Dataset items
============================================================

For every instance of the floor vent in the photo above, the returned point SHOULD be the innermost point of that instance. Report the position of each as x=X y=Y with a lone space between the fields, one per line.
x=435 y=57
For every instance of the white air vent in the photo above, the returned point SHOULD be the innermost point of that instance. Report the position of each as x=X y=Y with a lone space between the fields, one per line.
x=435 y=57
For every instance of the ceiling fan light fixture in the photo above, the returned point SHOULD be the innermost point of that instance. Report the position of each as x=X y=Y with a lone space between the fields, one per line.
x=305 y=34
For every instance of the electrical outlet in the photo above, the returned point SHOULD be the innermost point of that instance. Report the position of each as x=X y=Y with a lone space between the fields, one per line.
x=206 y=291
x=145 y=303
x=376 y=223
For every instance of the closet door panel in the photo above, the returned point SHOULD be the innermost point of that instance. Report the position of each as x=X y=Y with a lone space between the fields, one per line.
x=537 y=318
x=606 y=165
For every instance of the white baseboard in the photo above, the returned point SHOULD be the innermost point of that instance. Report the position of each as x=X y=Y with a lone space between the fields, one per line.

============================================================

PROBLEM TO SOLVE ▸ Print every entry exactly.

RESPONSE TO THIS TASK ▸
For every instance of the floor vent in the photo above, the returned point SHOULD be the innermost point of that instance. Report the position of each as x=X y=Y with a lone space between the fields, one per line.
x=435 y=57
For every instance of the white air vent in the photo above, the returned point SHOULD be the innermost point of that instance. Report the position of each as x=X y=Y with a lone space between the fields, one per line.
x=435 y=57
For every instance of the ceiling fan light fixture in the photo above, the returned point SHOULD be the innermost point of that instance. Report the position of each as x=X y=Y with a lone space between the fields, one per line.
x=305 y=34
For every instance of the electrical outlet in the photo above, the returned point SHOULD be the innermost point of that instance. Report the position of each as x=X y=Y with a lone space between the fields, one per line.
x=206 y=291
x=145 y=303
x=376 y=223
For every instance of the closet door panel in the photo above, the returned point SHOULD be the innermost point of that instance. Report the position of each as x=X y=Y with a lone space between the fields, one per line.
x=537 y=318
x=606 y=165
For every instance of the white baseboard in the photo above, the returned point SHOULD be the innermost point of that instance. Report the position of each as x=X y=Y with a lone space between the fields, one per line.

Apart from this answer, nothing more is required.